ISTRUZIONE 1: Secondo il testo sulla certezza morale, in quale canone del Codice piano-benedettino compare per la prima volta il termine «certezza morale»?
ISTRUZIONE 2: Porti avanti il testo sulla certezza morale, riprendendo subito dopo l'ultima frase riportata.

╭─ ESTRATTO DELLA FONTE

Riguardo i testi legislativi, il termine “certezza morale” si ritrova, per la prima volta, nel Codice piano-benedettino al can. 1869[21]; il significato stesso del termine viene delineato da Papa Pio XII soprattutto nell’Allocuzione alla Rota Romana del 1942 nella quale afferma «l’importanza dell’argomento»[22], proponendo «di esaminare più accuratamente questo concetto»[23] con l’intenzione «di mettere in rilievo […] e di mostrare in qual modo la Chiesa, secondo la sua missione e il suo carattere»[24].

Nonostante il Magistero indicava la strada da seguire per affrontare l’argomento in questione, il concetto stesso fu subito oscurato nelle Norme processuali concesse nel 1970 alle Conferenze Episcopali degli Usa e dell’Australia tramite il Consiglio per gli Affari Pubblici della Chiesa.[25] All’art. 21 si legge che: «il giudice emanerà la sua decisione in conformità alla certezza morale generata dal prevalente peso delle prove aventi un valore riconosciuto in diritto e in giurisprudenza»[26]. L’articolo prevedeva la conciliazione di due concetti, quello della certezza morale e quello anglosassone della prevalenza delle prove, che cambiò il concetto stesso della certezza morale aprendo la possibilità a diverse interpretazioni spesso fuorvianti rispetto al tema. Tale pensiero perse di importanza quando dette norme furono abrogate, nel 1974 per l’Australia e con l’entrata in vigore del Codice del 1983 riguardo gli Usa. Già nell’Allocuzione alla Rota Romana del 1980, ancor prima dell’entrata in vigore del Codice del 1983, Papa Giovanni Paolo II, dopo aver affermato che «Pio XII dichiarò in modo autentico il concetto canonico di certezza morale nell’allocuzione rivolta […] il 1° ottobre 1942», ha ribadito,

di conseguenza a nessun giudice è lecito pronunziare una sentenza a favore della nullità di un matrimonio, se non ha acquisito prima la certezza morale sull’esistenza della medesima nullità. Non basta la sola probabilità per decidere una causa. Varrebbe per ogni cedimento a questo riguardo quanto è stato detto saggiamente delle altre leggi relative al matrimonio: ogni loro rilassamento ha in sé una dinamica impellente, “cui, si mos generatur, divortio, alio nomine tecto, in Ecclesia tolerando via sternitur”.[27

2.2 Il concetto della certezza morale

Nell’Allocuzione alla Rota Romana, prima di presentare il concetto di certezza morale, Pio XII definisce altri due concetti: quello della certezza assoluta e della probabilità. La certezza assoluta è quella nella quale «ogni possibile dubbio circa la verità del fatto e la insufficienza del contrario è totalmente escluso […] non è necessaria per proferire la sentenza»[28].

╰─
╭─ RIGHE MOSTRATE

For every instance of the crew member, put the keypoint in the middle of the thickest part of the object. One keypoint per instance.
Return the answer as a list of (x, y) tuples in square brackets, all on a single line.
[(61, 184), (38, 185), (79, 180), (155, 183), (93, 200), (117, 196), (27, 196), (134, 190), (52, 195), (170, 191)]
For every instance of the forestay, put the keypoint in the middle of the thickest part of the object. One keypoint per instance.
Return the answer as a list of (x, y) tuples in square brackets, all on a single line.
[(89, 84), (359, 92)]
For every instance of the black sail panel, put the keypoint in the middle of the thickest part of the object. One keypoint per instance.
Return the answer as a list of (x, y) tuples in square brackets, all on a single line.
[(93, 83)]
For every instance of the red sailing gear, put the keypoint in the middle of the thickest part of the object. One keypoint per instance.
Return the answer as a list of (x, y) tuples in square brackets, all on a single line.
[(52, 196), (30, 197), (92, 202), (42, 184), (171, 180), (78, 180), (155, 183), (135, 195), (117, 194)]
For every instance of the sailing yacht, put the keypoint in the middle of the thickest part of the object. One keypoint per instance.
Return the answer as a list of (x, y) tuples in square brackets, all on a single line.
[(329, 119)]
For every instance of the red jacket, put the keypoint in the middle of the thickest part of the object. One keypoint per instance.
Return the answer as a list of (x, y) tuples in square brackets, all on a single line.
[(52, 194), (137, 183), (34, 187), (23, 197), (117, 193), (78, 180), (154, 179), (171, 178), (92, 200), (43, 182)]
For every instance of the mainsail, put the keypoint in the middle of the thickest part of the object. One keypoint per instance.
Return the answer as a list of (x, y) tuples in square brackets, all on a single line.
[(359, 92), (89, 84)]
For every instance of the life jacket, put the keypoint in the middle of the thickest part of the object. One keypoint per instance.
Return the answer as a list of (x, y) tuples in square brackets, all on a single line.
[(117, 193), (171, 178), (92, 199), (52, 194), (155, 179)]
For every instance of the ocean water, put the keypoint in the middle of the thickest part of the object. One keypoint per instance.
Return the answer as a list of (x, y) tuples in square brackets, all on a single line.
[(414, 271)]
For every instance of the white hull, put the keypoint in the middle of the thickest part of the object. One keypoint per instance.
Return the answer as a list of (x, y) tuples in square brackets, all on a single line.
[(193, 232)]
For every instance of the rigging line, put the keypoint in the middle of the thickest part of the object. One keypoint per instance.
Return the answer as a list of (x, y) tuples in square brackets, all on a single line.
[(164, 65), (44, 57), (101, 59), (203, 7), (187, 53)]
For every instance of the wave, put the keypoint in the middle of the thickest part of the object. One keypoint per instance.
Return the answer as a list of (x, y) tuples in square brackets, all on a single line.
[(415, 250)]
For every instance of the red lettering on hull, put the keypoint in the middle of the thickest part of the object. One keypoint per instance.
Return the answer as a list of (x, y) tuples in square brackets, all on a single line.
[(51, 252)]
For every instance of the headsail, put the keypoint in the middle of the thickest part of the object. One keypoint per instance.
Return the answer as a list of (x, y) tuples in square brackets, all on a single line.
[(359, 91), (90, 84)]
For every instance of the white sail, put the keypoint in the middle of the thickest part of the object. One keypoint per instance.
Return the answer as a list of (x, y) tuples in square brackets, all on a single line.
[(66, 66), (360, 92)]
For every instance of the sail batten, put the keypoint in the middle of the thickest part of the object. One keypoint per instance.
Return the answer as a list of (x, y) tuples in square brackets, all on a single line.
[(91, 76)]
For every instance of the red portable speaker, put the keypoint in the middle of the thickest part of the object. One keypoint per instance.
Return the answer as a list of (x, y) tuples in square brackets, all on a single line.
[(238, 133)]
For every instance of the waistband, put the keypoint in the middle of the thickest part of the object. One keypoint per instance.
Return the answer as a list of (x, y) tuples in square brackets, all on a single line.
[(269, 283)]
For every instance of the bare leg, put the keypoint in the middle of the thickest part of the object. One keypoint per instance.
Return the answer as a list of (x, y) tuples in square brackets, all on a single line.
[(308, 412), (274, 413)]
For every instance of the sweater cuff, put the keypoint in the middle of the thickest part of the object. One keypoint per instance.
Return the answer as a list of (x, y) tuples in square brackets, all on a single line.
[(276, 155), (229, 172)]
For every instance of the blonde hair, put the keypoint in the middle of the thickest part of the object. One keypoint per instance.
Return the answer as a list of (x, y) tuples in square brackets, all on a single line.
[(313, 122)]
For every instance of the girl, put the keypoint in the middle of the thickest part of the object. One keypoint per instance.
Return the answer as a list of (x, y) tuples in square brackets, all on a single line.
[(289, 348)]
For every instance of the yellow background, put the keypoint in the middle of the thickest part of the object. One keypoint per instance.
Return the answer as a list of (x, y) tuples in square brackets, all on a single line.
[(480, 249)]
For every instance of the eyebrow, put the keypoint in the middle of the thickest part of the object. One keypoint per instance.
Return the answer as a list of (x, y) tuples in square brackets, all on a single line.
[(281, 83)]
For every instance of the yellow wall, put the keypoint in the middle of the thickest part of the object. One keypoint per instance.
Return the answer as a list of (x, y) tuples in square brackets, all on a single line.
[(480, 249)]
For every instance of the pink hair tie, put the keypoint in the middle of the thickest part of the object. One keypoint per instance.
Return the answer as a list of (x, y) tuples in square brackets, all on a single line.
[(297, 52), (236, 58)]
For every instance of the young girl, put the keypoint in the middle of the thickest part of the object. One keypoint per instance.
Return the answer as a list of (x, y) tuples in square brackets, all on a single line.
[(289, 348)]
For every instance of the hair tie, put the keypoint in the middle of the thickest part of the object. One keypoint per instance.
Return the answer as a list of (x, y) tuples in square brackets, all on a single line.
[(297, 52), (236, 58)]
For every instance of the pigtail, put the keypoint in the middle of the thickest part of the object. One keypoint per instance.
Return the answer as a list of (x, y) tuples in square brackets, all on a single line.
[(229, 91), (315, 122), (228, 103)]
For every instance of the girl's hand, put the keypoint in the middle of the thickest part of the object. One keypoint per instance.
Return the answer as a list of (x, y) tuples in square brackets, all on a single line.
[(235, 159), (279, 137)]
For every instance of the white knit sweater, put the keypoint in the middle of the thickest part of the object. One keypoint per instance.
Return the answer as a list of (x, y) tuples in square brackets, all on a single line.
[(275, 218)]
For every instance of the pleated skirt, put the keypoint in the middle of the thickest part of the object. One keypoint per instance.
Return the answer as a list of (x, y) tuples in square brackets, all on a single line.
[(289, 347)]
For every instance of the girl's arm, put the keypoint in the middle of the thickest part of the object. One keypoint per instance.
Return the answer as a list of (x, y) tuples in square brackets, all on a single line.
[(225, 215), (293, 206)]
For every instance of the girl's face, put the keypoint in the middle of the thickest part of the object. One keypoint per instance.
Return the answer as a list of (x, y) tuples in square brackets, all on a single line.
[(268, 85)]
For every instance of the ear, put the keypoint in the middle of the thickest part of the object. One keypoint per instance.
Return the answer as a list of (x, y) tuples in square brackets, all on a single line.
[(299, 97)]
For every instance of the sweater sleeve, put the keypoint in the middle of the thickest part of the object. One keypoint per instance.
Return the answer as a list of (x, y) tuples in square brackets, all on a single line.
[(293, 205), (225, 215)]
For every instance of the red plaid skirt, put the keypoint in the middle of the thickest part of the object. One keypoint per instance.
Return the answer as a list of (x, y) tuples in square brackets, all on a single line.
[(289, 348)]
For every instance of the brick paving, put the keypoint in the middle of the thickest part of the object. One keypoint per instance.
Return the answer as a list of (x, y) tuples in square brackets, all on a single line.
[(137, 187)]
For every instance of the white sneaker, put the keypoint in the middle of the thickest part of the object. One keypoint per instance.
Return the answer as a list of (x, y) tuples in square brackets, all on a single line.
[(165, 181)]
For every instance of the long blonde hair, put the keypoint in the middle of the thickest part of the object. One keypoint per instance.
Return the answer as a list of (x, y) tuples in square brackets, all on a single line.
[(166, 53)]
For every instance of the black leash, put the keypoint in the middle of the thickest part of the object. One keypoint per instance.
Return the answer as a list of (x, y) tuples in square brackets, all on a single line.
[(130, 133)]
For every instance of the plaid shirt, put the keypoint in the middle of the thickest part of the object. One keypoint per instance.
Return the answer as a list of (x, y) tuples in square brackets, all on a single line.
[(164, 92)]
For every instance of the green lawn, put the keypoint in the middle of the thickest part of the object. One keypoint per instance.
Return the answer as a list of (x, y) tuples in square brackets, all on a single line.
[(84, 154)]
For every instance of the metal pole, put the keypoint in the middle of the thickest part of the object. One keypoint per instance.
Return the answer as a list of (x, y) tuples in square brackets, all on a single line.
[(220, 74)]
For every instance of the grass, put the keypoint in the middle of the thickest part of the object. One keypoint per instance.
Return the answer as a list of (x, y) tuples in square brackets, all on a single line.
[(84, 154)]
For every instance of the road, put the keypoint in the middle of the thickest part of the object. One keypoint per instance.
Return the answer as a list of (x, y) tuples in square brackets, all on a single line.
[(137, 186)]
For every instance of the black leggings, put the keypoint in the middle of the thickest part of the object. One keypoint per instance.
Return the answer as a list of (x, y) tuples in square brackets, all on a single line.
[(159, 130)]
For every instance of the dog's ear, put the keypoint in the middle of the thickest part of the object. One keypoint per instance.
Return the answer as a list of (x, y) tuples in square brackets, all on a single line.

╰─

RISULTATO DEL COMPITO 1: Nel can. 1869.

RISULTATO DEL COMPITO 2:
La probabilità, che sia essa maggiore o minore, definita dalla giurisprudenza come quasi-certezza, è in opposizione alla certezza assoluta, «non esclude ogni ragionevole dubbio e lascia sussistere un fondato timore di errare»[29].

Tra questi due concetti, certezza assoluta e quasi-certezza, si trova la certezza morale; essa, afferma Pio XII e lo sottolinea Giovanni Paolo II

nel lato positivo, è caratterizzata da ciò, che esclude ogni fondato o ragionevole dubbio e, così considerata, si distingue essenzialmente dalla menzionata quasi-certezza; dal lato negativo, lascia sussistere la possibilità assoluta del contrario, e con ciò si differenzia dall’assoluta certezza.[30

Nella medesima Allocuzione, Pio XII, afferma che la certezza morale non si ha «se non vi sono per la realtà del contrario […], almeno in qualche modo, degni di attenzione»[31].

Tutte queste espressioni si traducono nel concetto di certezza morale: certezza che esclude la probabilità del contrario, anche se non esclude la possibilità assoluta del contrario.[32] McCarty sostiene che la certezza morale è «adhaesio mentis alicui propositioni sine prudenti formidine errandi»[33].

Pio XII sottolinea che la certezza morale, intesa come certezza obbiettiva, è basata su motivi oggettivi; l’oggettività costituisce caratteristica essenziale della certezza. Non si tratta di

una certezza puramente soggettiva che si fonda sul sentimento o sulla opinione meramente soggettiva di questo o di quello, forse anche sulla personale credulità, sconsideratezza, inesperienza.[34

Il Codice prescrive, al can. 1608 §2, che il giudice deve attingere la certezza ex actis et probatis, cioè da asserzioni e negazioni dedotti in giudizio e riferiti agli atti nonché dalle prove prodotte. A ciò risponde il brocardo quod non est in actis, non est in mundo. Al can. 1604 §1 si sottolinea la proibizione per le parti e ai loro avvocati di non dare ai giudici informazioni che rimangono fuori dagli atti di causa. Il Codice esclude tale eventualità, non potendo con ciò arrivare a definire la certezza morale.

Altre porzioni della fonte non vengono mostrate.